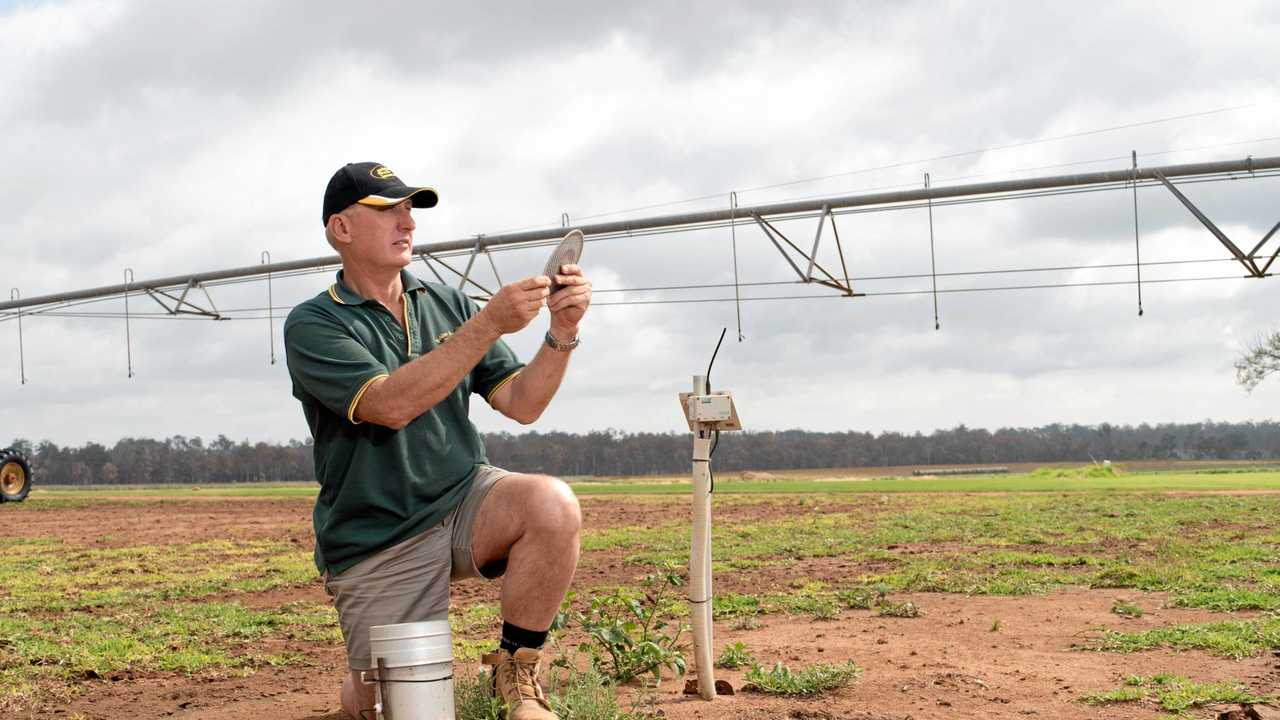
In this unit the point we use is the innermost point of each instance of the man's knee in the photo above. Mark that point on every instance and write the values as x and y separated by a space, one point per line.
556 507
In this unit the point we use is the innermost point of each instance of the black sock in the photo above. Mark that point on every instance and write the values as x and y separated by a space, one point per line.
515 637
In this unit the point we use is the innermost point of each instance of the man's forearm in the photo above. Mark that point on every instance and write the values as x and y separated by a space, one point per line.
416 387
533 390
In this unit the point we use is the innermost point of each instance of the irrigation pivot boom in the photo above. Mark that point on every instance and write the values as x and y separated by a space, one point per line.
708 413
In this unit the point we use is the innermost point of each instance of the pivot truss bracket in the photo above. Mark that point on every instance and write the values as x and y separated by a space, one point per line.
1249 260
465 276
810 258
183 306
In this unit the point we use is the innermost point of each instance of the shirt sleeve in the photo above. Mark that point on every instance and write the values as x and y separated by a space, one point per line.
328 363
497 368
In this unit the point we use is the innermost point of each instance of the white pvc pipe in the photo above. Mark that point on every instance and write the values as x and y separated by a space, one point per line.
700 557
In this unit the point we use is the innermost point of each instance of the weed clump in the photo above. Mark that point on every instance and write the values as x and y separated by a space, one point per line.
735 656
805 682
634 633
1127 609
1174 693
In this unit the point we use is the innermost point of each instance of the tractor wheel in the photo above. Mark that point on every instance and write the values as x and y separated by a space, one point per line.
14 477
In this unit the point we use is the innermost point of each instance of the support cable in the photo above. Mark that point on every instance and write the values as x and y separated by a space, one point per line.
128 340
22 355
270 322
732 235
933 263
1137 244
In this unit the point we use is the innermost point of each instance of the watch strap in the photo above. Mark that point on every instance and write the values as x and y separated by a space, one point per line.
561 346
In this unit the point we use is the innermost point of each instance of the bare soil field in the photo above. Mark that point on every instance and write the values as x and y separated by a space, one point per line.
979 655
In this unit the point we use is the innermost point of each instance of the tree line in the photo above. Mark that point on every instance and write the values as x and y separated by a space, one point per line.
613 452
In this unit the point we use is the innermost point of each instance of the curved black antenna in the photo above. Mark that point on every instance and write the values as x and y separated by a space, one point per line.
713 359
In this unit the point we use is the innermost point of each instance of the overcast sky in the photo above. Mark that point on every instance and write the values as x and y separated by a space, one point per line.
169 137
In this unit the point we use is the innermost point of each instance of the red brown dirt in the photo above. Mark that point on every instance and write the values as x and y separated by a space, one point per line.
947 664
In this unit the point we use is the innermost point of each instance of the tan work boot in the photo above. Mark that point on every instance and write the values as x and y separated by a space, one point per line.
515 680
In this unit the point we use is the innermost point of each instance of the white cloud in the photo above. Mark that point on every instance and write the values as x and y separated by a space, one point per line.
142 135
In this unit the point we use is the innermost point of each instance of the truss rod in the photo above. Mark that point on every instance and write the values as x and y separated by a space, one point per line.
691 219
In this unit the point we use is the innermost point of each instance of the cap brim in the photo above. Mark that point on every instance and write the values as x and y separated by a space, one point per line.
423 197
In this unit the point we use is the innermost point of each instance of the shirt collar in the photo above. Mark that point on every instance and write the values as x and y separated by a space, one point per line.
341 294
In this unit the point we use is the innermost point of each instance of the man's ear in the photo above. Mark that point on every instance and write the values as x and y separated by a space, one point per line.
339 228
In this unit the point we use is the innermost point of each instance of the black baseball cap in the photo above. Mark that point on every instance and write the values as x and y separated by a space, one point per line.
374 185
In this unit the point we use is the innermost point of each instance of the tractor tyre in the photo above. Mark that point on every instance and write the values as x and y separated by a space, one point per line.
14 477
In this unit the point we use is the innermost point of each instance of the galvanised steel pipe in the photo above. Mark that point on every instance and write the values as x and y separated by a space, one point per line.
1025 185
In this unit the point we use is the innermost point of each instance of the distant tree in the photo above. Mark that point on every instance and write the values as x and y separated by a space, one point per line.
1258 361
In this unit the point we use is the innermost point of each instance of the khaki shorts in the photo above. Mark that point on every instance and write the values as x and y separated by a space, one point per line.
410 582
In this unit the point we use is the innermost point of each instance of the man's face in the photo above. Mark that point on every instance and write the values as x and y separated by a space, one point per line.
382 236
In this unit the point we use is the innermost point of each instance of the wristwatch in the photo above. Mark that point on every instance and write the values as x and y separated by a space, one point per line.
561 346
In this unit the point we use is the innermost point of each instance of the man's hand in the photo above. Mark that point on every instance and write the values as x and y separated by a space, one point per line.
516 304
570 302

Written instruction:
Print each record exactly as it stands, leaving the images out.

Complete output:
In this unit the point we use is the innermost point of each instance of the man's knee in the photo above. Mark that point on every instance and write the values as x and y separated by a space, one point per line.
556 507
In this unit the point we use is the innermost point of each instance of the black sock in the photo above. Mark that point on every instance and write the values as x and y separated by a space, one point per line.
515 637
In this unit the point we use is the innermost point of each instance of the man's forearm in the photo above. Mark that point on every instance and write the values as x and y separated by a space, one point per line.
416 387
533 390
In this unit the point we use is the innermost point of each instance of the irrigation pivot boom in the photo above. Mark that point on every instance and write the values as x and y separated by a space, one point per line.
708 413
In this unit the point we use is the innermost point of each instance of the pivot truss bracket in the photo above. Mark that point on every instance and write the values as x and y separated by a space, one point per line.
1249 260
465 276
810 258
183 306
In this unit the point we use is the innermost point of each instance of the shirt sleeve in the photo above. Mark that point on every instance and write the values as x and y separated by a space, one point per line.
328 363
497 368
In this unit the point we use is the innermost point of each instance of the white pvc pipe in the photo above. Mark that point on every instance and write the values as x and y separated by a space, one point per line.
700 557
In this unit the point we use is the innermost point of each instance of the weed clump in the photo above. Mark that point on every instance and write the values as x and y separated by a space, one point per line.
735 656
805 682
634 633
1127 609
1174 693
In this unit the point we use is the innermost point of each instance of the tractor wheel in the photo above. Mark that point on every instance and write the values as x and y separated by a space, one point per line.
14 477
In this unit the point we use is the innermost point of each instance of the support cable in the photo above. Mark that point on every instance and write the values as x and y separated by a space, one point per line.
128 340
22 355
270 322
732 235
933 263
1137 244
In this unit the point we use is the innermost point of each instance of the watch strap in the photo above. Mark that point on every instance and write the values as x and y separated by a space, one point per line.
561 346
In this unit the point we use is the innermost point of each instance of the bare soil field in the photo above. Mark that point on every instance and write the values as x and y separated by a space, one point per line.
979 655
In this unit the point we use is the innermost point of each instance of the tree line in the photo above. Mark that point on every instance and write the values as x and y separated by a space, one point per line.
613 452
In this unit the point we use is the innermost point of each instance of the curved black antenna in the photo above. Mark that point on every instance and write the values as x and y separated by a space, one point per line.
713 359
In this unit the point we use is the innermost point of each instance of the overcast sky in the photo above. Mark that point on every instance and write the values as x and y separated by a space, one point per line.
169 137
In this unit the point we use is the innermost point of each instance of the red brown dirt in the photo above. Mark that point on every instance and write the values as x and y separated by a space, one point per line.
947 664
In this unit the point we use is the innermost point of each instance of the tan work boot in the photo above. Mark that point on every instance and write the values as x and y separated by a space, one point per line.
515 680
In this unit the point we use is the innermost point of each instance of the white cloud in the photo above. Mark that point on every instance and write the values as x and y separated by a space, one point per line.
142 135
In this unit the point we use is the innermost point of each instance of the truss rod in the photo above. Mark that point on every instance and write the values as x and y separated by a space, one point per line.
691 219
In this unit the point we use is the innermost point of each instance of the cap brim in the photo above. Mark that point on every instance and write the values as x and y separated by a space, one point per line.
423 197
In this unit the point we use is the innermost point of each instance of the shirt collar in the photo above. Mark that point on every instance and write the values as x and y separated by a space, one point per line.
341 294
In this unit the point we use is the innermost point of each instance of the man's ear in the photo above. Mark that point on every instance and write the values as x and y separated by a space, one point per line.
339 228
In this unit the point we use is the innermost point of each instance of the black baseball cap in the photo above. Mark that point on every instance and write the values as x and y separated by a space, one point per line.
374 185
In this unit the point we use is the innermost point of each instance of the tractor tyre in the photo above. Mark that point on every instance and write the values as x and y separated by a space, one point per line.
14 477
In this unit the point we use is the innermost point of each instance of the galvanised steel pipe in the photo above. Mark that point on every instance and write the values as x and y separated by a space, one point per line.
1025 185
In this unit the point we use is the innermost point of each instance of the distant tree in the photo above. Mark that point on every instance and write the values as x and y separated by a space, one point per line.
1258 361
In this unit the point we use is the innermost point of each instance of the khaki shorts in the photo above. Mark that point on every instance and write the values as x and y separated by a space, one point per line.
410 582
In this unit the point we use is the innermost point of each instance of the man's face in the photo above. Mark that point on every instance and write the values as x and y separated by a space, one point per line.
382 236
In this unit the point we use is the innermost point of each instance of the wristwatch in the photo above. Mark that point on every instance and write the values as x and y separated by a space, one point per line.
561 346
In this unit the point we use is the innermost point of each instance of the man's hand in the photo above. Mark that point on every instance and write the values as x and y separated by a space, one point per line.
516 304
570 302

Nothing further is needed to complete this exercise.